Document segment:
#####
Are science and theology reconcilable in terms of evolution? As both an eminent geopaleontologist and cosmic mystic, Pierre Teilhard de Chardin presented a dynamic worldview. He argued that the human species does occupy a special place within a spiritual universe, and that humankind is evolving toward an Omega Point as the end goal of converging and involuting consciousness on this planet.
With his steadfast commitment to evidence of pervasive evolution, Teilhard, as natural scientist and Jesuit priest, became a very controversial figure within the Roman Catholic Church during the first half of the 20th century. Because of his bold interpretation of the human species within earth history and this cosmos, he was silenced by his religious superiors for taking an evolutionary stance at a time when this scientific theory was a serious threat to an entrenched orthodox theology. Going beyond Charles Darwin, Teilhard even maintained that evolution discloses the meaning, purpose, direction, and destiny of the human species within life, nature, and this universe.
#####
Information provided:
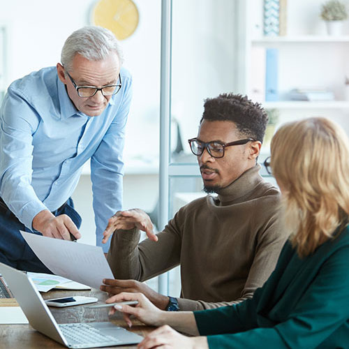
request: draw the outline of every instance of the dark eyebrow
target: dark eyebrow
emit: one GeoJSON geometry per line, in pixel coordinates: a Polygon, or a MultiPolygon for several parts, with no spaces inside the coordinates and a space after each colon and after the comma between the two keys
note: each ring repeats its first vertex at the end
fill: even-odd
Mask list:
{"type": "Polygon", "coordinates": [[[225,142],[223,142],[223,140],[209,140],[208,142],[204,142],[203,140],[199,140],[199,138],[196,138],[196,140],[198,140],[199,142],[202,142],[202,143],[211,143],[211,142],[216,142],[216,143],[225,143],[225,142]]]}
{"type": "MultiPolygon", "coordinates": [[[[110,82],[107,82],[103,86],[108,86],[108,85],[114,85],[117,84],[117,80],[119,80],[119,77],[117,79],[117,80],[112,80],[110,82]]],[[[97,87],[97,86],[95,86],[90,82],[88,82],[87,81],[80,81],[79,82],[75,82],[76,84],[77,85],[78,87],[84,87],[84,86],[93,86],[94,87],[97,87]]]]}

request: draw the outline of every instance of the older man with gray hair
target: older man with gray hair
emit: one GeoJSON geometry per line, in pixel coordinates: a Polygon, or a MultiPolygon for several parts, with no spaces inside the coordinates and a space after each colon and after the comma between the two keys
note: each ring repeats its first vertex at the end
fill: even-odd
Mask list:
{"type": "MultiPolygon", "coordinates": [[[[91,159],[97,244],[121,208],[122,152],[132,78],[111,31],[84,27],[62,49],[61,63],[13,82],[0,112],[0,262],[50,272],[20,230],[80,237],[70,195],[91,159]]],[[[103,241],[102,241],[103,240],[103,241]]]]}

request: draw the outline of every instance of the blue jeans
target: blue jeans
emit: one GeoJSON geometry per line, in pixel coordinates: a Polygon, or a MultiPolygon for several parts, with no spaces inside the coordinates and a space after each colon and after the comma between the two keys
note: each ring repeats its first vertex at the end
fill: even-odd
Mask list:
{"type": "MultiPolygon", "coordinates": [[[[66,204],[52,212],[54,216],[66,214],[74,222],[77,229],[81,225],[81,217],[74,209],[74,204],[69,198],[66,204]]],[[[24,226],[8,209],[0,209],[0,262],[20,270],[37,273],[53,274],[36,257],[28,244],[23,239],[20,230],[41,233],[31,230],[24,226]]]]}

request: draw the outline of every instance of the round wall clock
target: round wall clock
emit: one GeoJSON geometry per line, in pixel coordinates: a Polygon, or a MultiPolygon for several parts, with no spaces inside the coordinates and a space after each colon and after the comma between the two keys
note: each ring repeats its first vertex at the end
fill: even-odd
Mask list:
{"type": "Polygon", "coordinates": [[[135,31],[139,17],[132,0],[98,0],[92,8],[91,22],[107,28],[117,39],[124,40],[135,31]]]}

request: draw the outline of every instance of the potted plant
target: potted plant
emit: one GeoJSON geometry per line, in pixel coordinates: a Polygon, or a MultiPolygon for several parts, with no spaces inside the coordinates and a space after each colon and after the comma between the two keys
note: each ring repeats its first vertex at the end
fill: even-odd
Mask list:
{"type": "Polygon", "coordinates": [[[322,5],[320,17],[325,22],[329,35],[341,35],[343,21],[348,18],[346,4],[341,0],[329,0],[322,5]]]}

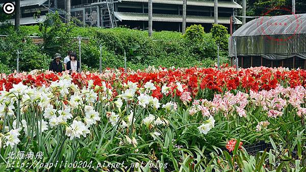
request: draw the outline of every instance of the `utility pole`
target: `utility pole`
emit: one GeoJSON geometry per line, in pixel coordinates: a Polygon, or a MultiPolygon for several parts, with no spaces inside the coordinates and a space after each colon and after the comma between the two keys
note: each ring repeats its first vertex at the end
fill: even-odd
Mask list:
{"type": "Polygon", "coordinates": [[[214,23],[218,24],[218,0],[214,0],[214,23]]]}
{"type": "Polygon", "coordinates": [[[20,23],[20,0],[16,0],[15,11],[15,30],[18,31],[20,23]]]}
{"type": "Polygon", "coordinates": [[[185,34],[186,30],[186,8],[187,0],[183,0],[183,23],[182,24],[182,34],[185,34]]]}
{"type": "Polygon", "coordinates": [[[242,25],[245,24],[246,16],[246,0],[242,0],[242,25]]]}
{"type": "Polygon", "coordinates": [[[82,37],[79,36],[78,37],[78,40],[79,40],[79,53],[80,53],[80,73],[82,72],[82,64],[81,63],[81,40],[82,40],[82,37]]]}
{"type": "Polygon", "coordinates": [[[152,36],[152,33],[153,32],[152,31],[152,21],[153,20],[153,0],[149,0],[149,3],[148,3],[148,15],[149,15],[149,18],[148,18],[148,21],[149,21],[149,23],[148,24],[148,26],[149,27],[149,31],[148,31],[148,33],[149,33],[149,37],[151,37],[152,36]]]}
{"type": "Polygon", "coordinates": [[[295,14],[295,0],[292,0],[292,14],[295,14]]]}

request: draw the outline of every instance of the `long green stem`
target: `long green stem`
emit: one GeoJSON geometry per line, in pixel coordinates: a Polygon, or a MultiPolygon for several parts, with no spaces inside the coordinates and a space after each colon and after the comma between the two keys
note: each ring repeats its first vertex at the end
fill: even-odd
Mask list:
{"type": "Polygon", "coordinates": [[[4,131],[5,131],[5,123],[6,123],[6,111],[4,114],[4,119],[3,121],[3,124],[2,124],[2,134],[4,134],[4,131]]]}
{"type": "Polygon", "coordinates": [[[16,128],[19,128],[19,123],[20,120],[20,100],[18,99],[18,103],[17,106],[17,120],[16,123],[16,128]]]}

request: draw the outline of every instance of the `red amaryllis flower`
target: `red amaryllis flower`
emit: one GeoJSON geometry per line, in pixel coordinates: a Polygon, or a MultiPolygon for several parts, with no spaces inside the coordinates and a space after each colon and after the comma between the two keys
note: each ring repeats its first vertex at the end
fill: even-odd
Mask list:
{"type": "Polygon", "coordinates": [[[163,98],[163,94],[162,94],[161,88],[158,85],[156,85],[156,89],[152,91],[152,97],[156,97],[159,100],[163,98]]]}
{"type": "MultiPolygon", "coordinates": [[[[226,145],[225,145],[225,147],[226,147],[226,149],[228,150],[228,152],[231,152],[234,151],[237,141],[237,140],[236,140],[235,139],[233,139],[227,141],[227,144],[226,144],[226,145]]],[[[240,141],[240,142],[239,143],[239,147],[238,147],[238,149],[242,149],[242,147],[241,147],[242,146],[242,142],[240,141]]]]}

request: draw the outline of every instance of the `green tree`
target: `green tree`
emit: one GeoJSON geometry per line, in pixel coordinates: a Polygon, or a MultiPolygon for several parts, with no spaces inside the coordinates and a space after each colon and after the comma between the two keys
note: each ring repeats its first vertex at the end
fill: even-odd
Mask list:
{"type": "Polygon", "coordinates": [[[227,49],[228,34],[227,28],[221,24],[213,24],[211,30],[213,38],[219,47],[223,50],[227,49]]]}
{"type": "Polygon", "coordinates": [[[44,40],[43,51],[50,56],[57,52],[65,53],[62,50],[73,41],[72,30],[74,27],[72,22],[63,22],[57,12],[47,14],[46,19],[39,23],[39,31],[44,40]]]}

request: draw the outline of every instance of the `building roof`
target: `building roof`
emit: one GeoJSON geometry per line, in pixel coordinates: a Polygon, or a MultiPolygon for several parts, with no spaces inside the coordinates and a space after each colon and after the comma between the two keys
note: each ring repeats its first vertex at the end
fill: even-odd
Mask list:
{"type": "MultiPolygon", "coordinates": [[[[136,13],[115,12],[115,16],[120,21],[148,21],[147,13],[136,13]]],[[[153,14],[153,21],[166,22],[183,22],[182,15],[174,14],[153,14]]],[[[219,17],[218,23],[220,24],[230,24],[230,17],[219,17]]],[[[201,16],[187,16],[186,22],[188,23],[213,23],[214,17],[201,16]]],[[[241,21],[238,21],[238,24],[241,24],[241,21]]]]}
{"type": "MultiPolygon", "coordinates": [[[[20,7],[33,6],[40,6],[48,0],[23,0],[20,1],[20,7]]],[[[13,2],[13,3],[15,4],[15,2],[13,2]]],[[[2,6],[4,4],[4,3],[0,4],[0,6],[2,6]]]]}
{"type": "MultiPolygon", "coordinates": [[[[119,2],[148,3],[148,0],[119,0],[119,2]]],[[[153,0],[153,3],[183,5],[180,0],[153,0]]],[[[214,2],[205,0],[188,0],[187,5],[194,6],[214,7],[214,2]]],[[[218,6],[220,8],[229,8],[242,9],[242,7],[235,2],[218,2],[218,6]]]]}
{"type": "MultiPolygon", "coordinates": [[[[25,24],[34,24],[38,23],[38,21],[43,21],[46,19],[46,16],[42,15],[40,16],[40,18],[37,21],[37,19],[34,19],[33,17],[24,17],[20,18],[20,25],[25,25],[25,24]]],[[[12,22],[13,25],[15,24],[15,19],[11,19],[8,20],[9,22],[12,22]]]]}

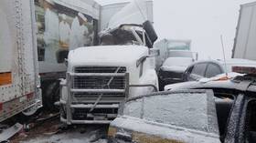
#####
Exercise prompt: Write out the Teilhard de Chardin passage again, starting with "Are science and" and going on through "on this planet.", but switch "cosmic mystic" to "spiritual visionary".

Task answer:
Are science and theology reconcilable in terms of evolution? As both an eminent geopaleontologist and spiritual visionary, Pierre Teilhard de Chardin presented a dynamic worldview. He argued that the human species does occupy a special place within a spiritual universe, and that humankind is evolving toward an Omega Point as the end goal of converging and involuting consciousness on this planet.